Parts of the exercise.
- 1) Copy out the text on neuroimaging predictors of treatment response from "Neuroimaging Predictors of" to "and biologically-based treatments.".
- 2) Carry on with the text on neuroimaging predictors of treatment response, starting after its last sentence.

Passage.
▼
Neuroimaging Predictors of Benefits from Pivotal Response Treatment
Objectives: The goal of this investigation is to use a hypothesis-generating approach and apply multimodal imaging techniques to help identify biomarkers of treatment response. In this investigation, we aim at applying structural magnetic resonance imaging (MRI) and diffusion tensor imaging (DTI) to identify biomarkers of pivotal response training (PRT) treatment response. The development of biosignatures of treatment response is critical and the present study is the first step in providing evidence supporting the possibility of identifying biomarkers to predict response to behaviorally- and biologically-based treatments.
Methods: The PRT intervention consisted of teaching parents behavioral techniques to facilitate language development. PRT training lasted at least 12 consecutive weeks with one session per week. Sessions included in-vivo coaching of parent implementation of PRT techniques with their child, as well as review and feedback on videos of parents practicing PRT at home. Objective and subjective outcome measures were obtained at baseline and at the end of treatment. High-resolution anatomical MRI and DTI scans are being obtained on children with ASD before and after their participation in PRT. Correlations between neuroimaging measures (volume and fractional anisotropy (FA)) in language areas (e.g. superior longitudinal fasciculus(SLF)) and changes in outcome measures were examined.
▲
Items from a dataset.
▼
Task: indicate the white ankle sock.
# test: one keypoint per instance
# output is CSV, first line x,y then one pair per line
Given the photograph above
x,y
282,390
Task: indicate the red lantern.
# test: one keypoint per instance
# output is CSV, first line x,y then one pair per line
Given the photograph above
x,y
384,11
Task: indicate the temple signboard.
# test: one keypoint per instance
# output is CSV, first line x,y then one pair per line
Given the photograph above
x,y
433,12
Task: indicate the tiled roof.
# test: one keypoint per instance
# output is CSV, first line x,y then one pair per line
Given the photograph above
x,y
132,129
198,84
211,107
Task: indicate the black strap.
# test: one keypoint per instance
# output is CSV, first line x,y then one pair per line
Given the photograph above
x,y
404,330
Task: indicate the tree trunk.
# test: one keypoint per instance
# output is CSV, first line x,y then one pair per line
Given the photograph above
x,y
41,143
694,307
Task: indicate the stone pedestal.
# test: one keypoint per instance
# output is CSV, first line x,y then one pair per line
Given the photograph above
▲
Answers by task.
- 1)
Neuroimaging Predictors of Benefits from Pivotal Response Treatment
Objectives: The goal of this investigation is to use a hypothesis-generating approach and apply multimodal imaging techniques to help identify biomarkers of treatment response. In this investigation, we aim at applying structural magnetic resonance imaging (MRI) and diffusion tensor imaging (DTI) to identify biomarkers of pivotal response training (PRT) treatment response. The development of biosignatures of treatment response is critical and the present study is the first step in providing evidence supporting the possibility of identifying biomarkers to predict response to behaviorally- and biologically-based treatments.

- 2)
Results: Eighteen children with ASD have participated in this study to date. Anatomical MRI and DTI scans have been obtained on all individuals at baseline (prior to treatment). Five follow-up scans (post-treatment) have successfully been collected. Neuroimaging and treatment data are available on 8 participants as the additional scans and behavioral information are being processed. Preliminary findings revealed no relationships between the size of any brain regions implicated in language development and response to PRT treatment. However, associations between FA in the SLF and changes in several language measures were observed including the number of utterances during structured laboratory observation and number of words produced out of 396 on the MacArthur-Bates Communicative Development Inventories.
Conclusions: Preliminary findings from this pilot study suggest that neuroimaging measures are potentially useful as predictors of treatment response. Additional analyses will be completed as more data become available. We will discuss these findings and highlight the advantages and challenges of using neuroimaging information in clinic trials to assess treatment response and biologic changes due to the intervention.